Exercise details ->
When the line containing "Would you mind marking the blue evening" is reached, copy it and each subsequent line of the material below exactly, through the last line.

··· Information provided

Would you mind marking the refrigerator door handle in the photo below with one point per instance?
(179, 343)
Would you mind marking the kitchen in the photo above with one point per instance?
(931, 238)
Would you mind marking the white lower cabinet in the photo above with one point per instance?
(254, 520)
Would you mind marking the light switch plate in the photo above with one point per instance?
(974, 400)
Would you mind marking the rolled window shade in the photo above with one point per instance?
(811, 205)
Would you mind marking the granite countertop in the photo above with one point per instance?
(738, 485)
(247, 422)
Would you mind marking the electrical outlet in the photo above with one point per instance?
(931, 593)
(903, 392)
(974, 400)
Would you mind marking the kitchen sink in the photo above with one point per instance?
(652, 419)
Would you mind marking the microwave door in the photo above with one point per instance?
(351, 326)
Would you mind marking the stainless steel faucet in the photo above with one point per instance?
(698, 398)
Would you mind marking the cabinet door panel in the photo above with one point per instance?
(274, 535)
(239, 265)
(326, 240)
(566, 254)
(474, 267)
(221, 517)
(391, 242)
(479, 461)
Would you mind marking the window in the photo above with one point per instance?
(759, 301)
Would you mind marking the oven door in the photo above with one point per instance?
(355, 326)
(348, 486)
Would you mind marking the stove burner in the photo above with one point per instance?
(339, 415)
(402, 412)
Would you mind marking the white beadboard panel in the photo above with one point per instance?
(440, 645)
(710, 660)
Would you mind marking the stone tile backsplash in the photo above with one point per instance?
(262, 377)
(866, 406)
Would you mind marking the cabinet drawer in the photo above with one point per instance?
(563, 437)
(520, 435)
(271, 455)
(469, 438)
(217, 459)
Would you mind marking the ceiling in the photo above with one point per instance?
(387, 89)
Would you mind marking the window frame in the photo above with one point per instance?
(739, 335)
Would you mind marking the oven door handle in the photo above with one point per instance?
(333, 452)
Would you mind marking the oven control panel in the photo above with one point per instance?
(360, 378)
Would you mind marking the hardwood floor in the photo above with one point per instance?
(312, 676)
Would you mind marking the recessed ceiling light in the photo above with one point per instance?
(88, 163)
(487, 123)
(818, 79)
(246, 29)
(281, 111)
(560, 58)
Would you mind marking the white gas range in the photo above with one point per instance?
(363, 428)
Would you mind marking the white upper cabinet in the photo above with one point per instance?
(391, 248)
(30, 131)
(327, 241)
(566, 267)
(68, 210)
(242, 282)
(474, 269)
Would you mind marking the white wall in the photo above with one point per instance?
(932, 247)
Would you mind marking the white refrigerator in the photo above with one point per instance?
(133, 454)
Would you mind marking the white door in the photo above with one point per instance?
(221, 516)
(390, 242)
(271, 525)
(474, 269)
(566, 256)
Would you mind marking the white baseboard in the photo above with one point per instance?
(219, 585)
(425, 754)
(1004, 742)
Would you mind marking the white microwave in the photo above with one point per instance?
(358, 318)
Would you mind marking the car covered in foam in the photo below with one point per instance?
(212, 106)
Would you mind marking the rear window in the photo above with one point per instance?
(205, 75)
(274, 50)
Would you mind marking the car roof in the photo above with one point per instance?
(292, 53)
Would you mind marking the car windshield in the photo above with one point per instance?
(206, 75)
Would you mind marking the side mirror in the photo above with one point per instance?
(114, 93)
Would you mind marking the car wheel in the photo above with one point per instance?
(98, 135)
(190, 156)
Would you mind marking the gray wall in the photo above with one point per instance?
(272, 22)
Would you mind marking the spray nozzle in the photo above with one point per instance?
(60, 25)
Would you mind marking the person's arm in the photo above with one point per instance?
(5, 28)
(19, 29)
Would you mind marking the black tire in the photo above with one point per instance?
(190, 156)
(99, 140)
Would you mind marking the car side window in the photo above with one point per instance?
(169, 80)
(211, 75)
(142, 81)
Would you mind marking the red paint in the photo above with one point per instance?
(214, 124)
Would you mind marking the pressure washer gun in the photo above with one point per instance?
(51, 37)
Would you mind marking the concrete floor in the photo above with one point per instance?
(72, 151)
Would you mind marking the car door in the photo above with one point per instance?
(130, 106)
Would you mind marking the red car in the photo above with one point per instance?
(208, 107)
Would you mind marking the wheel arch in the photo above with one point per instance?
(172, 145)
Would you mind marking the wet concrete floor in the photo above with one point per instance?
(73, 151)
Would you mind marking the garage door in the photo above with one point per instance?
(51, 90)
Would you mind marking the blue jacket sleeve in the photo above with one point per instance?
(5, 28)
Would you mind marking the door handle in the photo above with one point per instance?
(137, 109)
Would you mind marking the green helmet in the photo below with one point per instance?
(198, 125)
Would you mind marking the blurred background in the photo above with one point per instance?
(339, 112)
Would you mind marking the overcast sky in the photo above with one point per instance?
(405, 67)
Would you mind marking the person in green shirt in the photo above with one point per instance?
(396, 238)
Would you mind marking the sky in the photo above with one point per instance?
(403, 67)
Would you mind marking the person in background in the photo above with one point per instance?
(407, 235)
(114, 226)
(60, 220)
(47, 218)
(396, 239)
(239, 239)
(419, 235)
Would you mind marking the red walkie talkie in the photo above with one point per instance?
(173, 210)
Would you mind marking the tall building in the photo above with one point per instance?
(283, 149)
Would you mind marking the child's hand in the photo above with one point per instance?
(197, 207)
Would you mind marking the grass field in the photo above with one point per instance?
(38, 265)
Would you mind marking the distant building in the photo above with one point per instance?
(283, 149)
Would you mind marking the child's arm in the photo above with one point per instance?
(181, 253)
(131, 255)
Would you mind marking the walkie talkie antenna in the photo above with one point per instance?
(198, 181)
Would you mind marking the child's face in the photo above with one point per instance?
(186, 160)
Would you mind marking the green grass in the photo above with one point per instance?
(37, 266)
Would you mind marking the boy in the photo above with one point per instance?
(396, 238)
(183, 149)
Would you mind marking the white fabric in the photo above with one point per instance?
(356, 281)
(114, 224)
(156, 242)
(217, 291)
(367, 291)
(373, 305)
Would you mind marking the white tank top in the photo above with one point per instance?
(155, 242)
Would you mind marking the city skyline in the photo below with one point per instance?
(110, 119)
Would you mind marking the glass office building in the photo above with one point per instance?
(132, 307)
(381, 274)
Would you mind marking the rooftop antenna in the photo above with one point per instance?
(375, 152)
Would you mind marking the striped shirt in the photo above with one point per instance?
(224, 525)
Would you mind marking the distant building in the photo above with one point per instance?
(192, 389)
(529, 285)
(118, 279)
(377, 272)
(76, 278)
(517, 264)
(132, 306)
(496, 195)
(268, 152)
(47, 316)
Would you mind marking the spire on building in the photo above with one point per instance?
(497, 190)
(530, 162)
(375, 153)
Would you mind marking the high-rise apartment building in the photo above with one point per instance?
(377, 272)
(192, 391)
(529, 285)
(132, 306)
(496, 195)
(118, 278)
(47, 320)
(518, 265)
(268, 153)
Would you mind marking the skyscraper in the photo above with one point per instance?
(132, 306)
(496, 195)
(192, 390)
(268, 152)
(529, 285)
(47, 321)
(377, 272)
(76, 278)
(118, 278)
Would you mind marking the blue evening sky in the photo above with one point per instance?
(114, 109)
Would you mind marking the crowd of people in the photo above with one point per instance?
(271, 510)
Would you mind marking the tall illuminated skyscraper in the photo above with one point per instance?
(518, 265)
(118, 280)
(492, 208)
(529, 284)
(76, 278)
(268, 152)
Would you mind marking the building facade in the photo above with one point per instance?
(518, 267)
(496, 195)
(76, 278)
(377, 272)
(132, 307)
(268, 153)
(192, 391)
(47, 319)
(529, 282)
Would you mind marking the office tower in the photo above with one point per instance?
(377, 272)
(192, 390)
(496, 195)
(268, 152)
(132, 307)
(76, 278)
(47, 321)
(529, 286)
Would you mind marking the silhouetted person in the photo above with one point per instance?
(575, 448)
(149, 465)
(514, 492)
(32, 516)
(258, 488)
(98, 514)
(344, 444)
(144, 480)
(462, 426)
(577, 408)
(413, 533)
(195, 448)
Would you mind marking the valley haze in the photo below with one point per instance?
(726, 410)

······

Task answer ->
Would you mind marking the blue evening sky in the photo above with one point per instance?
(114, 109)
Would you mind marking the crowd of people in the photo above with one point per instance?
(271, 510)
Would you mind marking the tall illuminated skyscraper in the photo above with one point per instance?
(518, 265)
(118, 280)
(492, 208)
(529, 284)
(76, 278)
(268, 152)
Would you mind marking the building facade in the photo above with one point per instance?
(518, 267)
(496, 195)
(76, 278)
(377, 272)
(132, 307)
(268, 153)
(192, 391)
(47, 319)
(529, 282)
Would you mind marking the office tower in the photo above with one point per instance?
(377, 272)
(192, 390)
(496, 195)
(268, 152)
(132, 307)
(76, 278)
(47, 321)
(529, 286)
Would you mind marking the silhouetted person in the photo above with one point per instance?
(575, 448)
(149, 465)
(514, 492)
(32, 516)
(258, 488)
(98, 514)
(344, 444)
(144, 480)
(462, 426)
(577, 408)
(413, 533)
(195, 448)
Would you mind marking the valley haze in the photo below with one point per instance?
(726, 410)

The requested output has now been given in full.